- TASK: Rewrite the stretch of entries from the line containing "man in the photo above." through the line containing "pixel 173 84" as a numbered list, including both of those lines and omitting any blank lines.

(Location identification entries)
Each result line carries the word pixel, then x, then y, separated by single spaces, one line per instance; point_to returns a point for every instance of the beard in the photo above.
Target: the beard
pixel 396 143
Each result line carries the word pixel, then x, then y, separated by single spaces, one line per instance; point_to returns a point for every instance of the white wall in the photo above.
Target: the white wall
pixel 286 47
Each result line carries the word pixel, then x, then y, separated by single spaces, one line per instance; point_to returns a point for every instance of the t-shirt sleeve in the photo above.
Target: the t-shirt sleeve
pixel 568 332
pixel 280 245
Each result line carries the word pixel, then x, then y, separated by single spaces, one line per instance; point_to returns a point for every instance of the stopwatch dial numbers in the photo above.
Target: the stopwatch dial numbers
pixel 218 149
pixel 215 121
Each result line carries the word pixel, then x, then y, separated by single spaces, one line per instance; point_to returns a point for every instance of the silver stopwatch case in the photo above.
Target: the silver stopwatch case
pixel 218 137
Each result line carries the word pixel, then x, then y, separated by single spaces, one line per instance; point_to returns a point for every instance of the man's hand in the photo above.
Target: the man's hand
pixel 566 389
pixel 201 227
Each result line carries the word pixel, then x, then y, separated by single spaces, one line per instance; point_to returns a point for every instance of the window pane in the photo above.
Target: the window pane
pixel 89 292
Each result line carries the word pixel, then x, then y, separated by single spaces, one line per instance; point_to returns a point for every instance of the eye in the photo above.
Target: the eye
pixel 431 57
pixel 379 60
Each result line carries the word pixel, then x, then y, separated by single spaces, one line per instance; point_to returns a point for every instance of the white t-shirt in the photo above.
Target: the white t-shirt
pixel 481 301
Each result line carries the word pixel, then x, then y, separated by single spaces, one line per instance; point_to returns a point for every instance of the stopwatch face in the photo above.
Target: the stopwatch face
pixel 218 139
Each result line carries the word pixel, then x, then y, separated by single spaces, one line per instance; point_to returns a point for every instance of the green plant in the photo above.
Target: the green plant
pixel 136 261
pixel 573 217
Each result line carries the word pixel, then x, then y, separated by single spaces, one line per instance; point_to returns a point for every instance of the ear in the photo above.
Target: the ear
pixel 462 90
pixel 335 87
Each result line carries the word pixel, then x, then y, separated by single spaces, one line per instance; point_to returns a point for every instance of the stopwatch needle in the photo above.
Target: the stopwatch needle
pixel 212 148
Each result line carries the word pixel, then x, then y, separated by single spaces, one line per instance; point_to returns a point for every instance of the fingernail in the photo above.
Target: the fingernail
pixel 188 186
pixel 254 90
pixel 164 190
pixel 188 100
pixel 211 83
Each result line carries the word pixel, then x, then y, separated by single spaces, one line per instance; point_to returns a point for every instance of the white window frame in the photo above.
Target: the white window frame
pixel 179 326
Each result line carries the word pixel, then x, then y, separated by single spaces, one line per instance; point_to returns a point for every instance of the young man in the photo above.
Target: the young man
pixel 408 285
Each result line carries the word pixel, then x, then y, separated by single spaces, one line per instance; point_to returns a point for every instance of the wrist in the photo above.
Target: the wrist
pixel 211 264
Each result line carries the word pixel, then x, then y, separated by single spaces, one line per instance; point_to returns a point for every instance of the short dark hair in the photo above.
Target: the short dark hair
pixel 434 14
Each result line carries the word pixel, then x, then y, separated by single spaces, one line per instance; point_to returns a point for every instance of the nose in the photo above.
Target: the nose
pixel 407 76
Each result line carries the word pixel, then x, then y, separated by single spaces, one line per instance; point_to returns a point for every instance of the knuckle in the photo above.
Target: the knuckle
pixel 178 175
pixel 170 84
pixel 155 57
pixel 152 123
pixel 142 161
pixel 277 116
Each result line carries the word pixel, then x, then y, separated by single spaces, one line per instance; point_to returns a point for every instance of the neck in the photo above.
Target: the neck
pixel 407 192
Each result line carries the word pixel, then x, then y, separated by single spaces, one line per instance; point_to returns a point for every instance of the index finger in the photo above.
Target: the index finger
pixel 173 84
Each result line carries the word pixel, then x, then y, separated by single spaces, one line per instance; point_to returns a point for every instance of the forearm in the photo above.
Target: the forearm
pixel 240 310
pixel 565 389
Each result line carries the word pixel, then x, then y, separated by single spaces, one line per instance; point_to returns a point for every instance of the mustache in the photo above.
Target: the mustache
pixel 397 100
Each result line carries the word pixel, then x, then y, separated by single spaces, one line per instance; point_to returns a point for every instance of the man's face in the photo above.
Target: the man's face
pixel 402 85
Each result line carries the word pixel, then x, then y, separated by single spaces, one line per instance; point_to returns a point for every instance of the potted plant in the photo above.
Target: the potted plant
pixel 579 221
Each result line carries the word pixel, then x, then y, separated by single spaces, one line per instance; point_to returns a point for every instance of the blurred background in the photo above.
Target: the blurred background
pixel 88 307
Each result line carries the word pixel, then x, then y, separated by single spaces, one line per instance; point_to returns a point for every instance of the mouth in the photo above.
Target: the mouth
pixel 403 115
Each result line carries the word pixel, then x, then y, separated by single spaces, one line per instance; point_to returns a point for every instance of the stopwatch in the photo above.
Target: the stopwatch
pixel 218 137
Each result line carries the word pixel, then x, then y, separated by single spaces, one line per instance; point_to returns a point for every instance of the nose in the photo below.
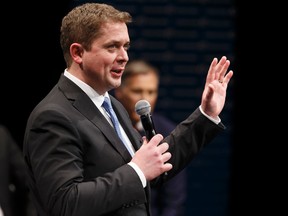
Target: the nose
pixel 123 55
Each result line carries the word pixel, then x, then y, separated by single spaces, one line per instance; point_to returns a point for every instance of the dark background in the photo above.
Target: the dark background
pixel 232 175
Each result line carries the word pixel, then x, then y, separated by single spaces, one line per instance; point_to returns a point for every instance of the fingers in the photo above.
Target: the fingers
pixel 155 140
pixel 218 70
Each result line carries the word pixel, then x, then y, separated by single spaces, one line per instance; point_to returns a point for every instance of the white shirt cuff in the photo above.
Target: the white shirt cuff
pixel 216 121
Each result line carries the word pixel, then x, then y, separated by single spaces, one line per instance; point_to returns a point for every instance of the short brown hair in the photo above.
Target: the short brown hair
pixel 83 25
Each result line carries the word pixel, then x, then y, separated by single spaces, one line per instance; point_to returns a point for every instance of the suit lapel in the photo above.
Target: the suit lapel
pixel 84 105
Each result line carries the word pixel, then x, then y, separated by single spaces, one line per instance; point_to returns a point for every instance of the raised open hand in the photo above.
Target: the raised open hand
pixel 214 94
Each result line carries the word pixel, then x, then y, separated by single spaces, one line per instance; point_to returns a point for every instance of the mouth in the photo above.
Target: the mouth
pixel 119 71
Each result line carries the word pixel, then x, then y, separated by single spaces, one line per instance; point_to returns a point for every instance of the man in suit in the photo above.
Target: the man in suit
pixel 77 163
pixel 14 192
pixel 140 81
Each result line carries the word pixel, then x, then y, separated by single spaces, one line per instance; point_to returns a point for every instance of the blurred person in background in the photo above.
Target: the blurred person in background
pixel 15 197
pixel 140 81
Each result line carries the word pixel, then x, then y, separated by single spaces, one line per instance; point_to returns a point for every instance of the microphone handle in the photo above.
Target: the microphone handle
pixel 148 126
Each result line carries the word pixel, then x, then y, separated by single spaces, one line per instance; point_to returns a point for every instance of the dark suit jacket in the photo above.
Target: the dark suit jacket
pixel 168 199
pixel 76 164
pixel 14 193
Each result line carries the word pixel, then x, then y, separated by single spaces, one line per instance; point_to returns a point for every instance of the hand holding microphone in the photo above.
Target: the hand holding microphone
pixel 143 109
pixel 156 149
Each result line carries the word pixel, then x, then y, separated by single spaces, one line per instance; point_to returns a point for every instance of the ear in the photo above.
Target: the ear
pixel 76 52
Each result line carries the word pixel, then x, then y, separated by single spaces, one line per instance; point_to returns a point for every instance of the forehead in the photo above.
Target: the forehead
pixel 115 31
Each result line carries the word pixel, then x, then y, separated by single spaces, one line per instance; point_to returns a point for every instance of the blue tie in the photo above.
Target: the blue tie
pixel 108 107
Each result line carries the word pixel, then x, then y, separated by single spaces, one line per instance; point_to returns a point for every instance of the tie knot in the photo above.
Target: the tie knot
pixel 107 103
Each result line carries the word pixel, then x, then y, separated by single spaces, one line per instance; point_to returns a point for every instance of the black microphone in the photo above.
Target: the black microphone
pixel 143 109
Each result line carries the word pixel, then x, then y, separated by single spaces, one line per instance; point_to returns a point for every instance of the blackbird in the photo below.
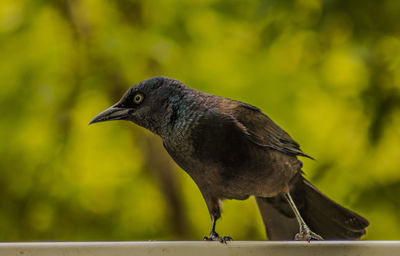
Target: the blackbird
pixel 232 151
---
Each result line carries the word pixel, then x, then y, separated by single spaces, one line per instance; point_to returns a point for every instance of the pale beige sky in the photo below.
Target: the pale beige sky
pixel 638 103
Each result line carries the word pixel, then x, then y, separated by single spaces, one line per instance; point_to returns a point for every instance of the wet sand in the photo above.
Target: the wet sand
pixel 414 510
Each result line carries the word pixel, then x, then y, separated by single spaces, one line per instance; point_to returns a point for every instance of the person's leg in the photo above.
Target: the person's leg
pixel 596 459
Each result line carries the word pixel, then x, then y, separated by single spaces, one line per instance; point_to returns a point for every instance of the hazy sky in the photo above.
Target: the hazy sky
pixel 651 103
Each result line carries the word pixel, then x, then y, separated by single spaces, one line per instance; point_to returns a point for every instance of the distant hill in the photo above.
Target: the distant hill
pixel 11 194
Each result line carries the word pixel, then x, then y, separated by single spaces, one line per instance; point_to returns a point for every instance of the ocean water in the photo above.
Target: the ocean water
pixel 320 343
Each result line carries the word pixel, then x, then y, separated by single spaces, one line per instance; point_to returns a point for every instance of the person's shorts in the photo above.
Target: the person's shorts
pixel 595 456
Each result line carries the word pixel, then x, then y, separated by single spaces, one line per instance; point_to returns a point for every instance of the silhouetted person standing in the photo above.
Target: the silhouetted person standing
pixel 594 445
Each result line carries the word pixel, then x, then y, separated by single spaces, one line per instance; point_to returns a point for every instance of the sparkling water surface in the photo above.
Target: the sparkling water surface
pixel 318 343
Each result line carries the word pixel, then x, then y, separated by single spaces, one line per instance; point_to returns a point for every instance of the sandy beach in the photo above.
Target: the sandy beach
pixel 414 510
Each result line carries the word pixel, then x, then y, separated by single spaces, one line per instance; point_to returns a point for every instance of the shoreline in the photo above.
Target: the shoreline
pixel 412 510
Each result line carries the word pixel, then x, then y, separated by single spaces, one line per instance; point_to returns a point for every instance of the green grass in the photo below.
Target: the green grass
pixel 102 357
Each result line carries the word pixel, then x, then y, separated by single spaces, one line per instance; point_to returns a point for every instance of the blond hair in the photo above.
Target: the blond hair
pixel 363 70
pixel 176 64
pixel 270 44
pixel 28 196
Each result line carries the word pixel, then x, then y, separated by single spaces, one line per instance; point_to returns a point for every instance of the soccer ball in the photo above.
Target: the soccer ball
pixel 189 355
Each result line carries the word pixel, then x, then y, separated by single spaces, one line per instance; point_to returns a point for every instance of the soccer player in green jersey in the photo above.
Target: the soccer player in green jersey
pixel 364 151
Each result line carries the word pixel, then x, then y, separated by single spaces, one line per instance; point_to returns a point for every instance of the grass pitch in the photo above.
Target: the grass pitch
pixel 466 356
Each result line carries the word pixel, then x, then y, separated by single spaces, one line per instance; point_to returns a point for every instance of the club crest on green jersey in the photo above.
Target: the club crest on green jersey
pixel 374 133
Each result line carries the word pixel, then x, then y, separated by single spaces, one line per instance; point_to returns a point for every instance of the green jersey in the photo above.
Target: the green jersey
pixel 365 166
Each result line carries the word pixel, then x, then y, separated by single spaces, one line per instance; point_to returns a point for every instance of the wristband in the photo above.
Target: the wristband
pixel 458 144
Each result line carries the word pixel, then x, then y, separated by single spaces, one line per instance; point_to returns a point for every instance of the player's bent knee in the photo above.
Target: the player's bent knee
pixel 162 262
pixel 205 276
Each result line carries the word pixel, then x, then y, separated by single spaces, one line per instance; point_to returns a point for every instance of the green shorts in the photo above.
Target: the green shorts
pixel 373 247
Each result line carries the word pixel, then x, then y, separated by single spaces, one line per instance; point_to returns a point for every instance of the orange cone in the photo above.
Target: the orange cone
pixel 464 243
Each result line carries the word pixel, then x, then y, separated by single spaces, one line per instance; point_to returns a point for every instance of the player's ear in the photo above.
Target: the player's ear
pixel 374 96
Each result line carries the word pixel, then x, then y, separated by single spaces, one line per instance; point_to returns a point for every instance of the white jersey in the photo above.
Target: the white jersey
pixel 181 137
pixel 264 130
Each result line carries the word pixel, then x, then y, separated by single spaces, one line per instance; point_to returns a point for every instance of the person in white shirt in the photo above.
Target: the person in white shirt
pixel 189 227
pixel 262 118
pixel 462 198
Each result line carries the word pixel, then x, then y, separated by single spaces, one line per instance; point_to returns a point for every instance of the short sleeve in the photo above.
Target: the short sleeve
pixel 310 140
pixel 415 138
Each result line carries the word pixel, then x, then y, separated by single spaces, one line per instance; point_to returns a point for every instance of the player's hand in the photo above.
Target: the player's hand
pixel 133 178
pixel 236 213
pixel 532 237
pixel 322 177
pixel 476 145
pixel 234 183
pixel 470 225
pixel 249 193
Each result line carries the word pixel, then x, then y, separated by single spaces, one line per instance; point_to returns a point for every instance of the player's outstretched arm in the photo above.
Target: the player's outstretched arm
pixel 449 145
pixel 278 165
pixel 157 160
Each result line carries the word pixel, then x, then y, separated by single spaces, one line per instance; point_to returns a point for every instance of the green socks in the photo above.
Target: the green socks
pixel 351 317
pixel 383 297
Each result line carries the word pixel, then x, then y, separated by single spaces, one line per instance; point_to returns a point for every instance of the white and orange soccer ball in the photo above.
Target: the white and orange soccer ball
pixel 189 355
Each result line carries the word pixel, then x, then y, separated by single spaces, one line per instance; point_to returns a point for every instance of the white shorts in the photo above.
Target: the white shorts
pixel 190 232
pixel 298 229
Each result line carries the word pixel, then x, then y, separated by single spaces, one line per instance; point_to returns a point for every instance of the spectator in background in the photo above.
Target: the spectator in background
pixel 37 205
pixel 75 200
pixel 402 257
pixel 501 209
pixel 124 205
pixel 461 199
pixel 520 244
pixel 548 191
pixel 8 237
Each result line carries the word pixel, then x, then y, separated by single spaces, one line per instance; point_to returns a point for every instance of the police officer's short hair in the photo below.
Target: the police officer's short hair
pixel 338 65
* * *
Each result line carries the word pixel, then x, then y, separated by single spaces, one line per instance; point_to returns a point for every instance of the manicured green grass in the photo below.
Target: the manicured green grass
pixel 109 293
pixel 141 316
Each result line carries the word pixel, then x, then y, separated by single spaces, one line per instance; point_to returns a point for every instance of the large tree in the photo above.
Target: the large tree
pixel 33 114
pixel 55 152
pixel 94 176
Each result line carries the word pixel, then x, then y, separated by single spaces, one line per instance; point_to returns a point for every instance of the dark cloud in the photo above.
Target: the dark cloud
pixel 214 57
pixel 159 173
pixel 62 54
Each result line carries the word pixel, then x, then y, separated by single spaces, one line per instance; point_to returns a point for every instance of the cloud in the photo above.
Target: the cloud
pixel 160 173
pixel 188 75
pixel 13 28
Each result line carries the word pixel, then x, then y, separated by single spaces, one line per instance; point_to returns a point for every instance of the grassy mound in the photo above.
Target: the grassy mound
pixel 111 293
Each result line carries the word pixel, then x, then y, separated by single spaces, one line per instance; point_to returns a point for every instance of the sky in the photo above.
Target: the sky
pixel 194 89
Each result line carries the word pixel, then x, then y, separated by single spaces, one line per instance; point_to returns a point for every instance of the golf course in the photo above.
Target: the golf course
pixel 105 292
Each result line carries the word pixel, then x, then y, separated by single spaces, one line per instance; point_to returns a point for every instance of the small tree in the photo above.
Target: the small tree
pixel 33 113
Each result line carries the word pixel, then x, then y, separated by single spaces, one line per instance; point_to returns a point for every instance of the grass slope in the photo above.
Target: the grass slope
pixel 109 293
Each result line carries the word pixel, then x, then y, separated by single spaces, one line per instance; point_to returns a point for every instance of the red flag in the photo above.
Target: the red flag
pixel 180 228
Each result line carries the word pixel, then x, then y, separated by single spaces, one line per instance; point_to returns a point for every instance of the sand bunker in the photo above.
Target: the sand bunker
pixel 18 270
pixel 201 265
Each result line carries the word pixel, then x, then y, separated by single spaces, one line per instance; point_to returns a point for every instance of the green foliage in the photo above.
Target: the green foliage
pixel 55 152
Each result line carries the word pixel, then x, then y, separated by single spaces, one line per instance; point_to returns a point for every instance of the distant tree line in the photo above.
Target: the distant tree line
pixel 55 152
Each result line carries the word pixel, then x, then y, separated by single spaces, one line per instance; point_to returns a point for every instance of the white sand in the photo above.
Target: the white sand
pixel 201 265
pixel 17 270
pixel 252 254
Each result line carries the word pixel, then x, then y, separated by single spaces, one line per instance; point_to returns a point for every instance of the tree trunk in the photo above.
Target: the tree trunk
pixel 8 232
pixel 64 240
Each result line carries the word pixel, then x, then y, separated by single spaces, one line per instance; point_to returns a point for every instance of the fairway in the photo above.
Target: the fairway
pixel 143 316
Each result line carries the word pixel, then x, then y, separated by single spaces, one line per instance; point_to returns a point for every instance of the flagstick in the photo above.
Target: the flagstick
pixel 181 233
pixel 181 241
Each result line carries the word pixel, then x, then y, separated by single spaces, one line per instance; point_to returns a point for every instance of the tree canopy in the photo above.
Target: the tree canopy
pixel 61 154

- REPLY:
1. Each result line carries the word pixel, then x, then y, separated by single spaces, one line per instance; point_to returns a point for every instance of the young man in the photo above.
2. Target: the young man
3. pixel 408 285
4. Each result line carries the word pixel, then x, then y, separated by single spaces, one line per instance; point_to returns a point for every instance of the wrist in the photo above.
5. Target: the wrist
6. pixel 211 264
7. Each result line carries the word pixel, then x, then y, separated by single spaces, one line per instance; point_to returns a point for every instance of the short dark hair in the photo above.
8. Target: the short dark hair
9. pixel 434 14
10. Each result line carries the word pixel, then x, then y, separated by single spaces, one line per instance; point_to returns a point for every instance of the nose in the photo above.
11. Target: the nose
12. pixel 407 76
13. Each result line carries the word pixel, then x, then y, separated by single spaces, one line per instance; point_to returns a point for every instance of the knuckle in the photo above.
14. Target: the knuckle
15. pixel 178 175
16. pixel 170 84
17. pixel 155 57
18. pixel 152 123
19. pixel 142 161
20. pixel 277 116
21. Each result line carries the word pixel, then x, then y, separated by single spaces, one line per instance; point_to returns a point for every instance of the neck in the photo above.
22. Target: the neck
23. pixel 407 192
24. Each result line carries the word pixel, then x, then y, separated by single spaces, one line per instance; point_to returns a point for every instance of the index finger in the photo above.
25. Target: the index finger
26. pixel 173 84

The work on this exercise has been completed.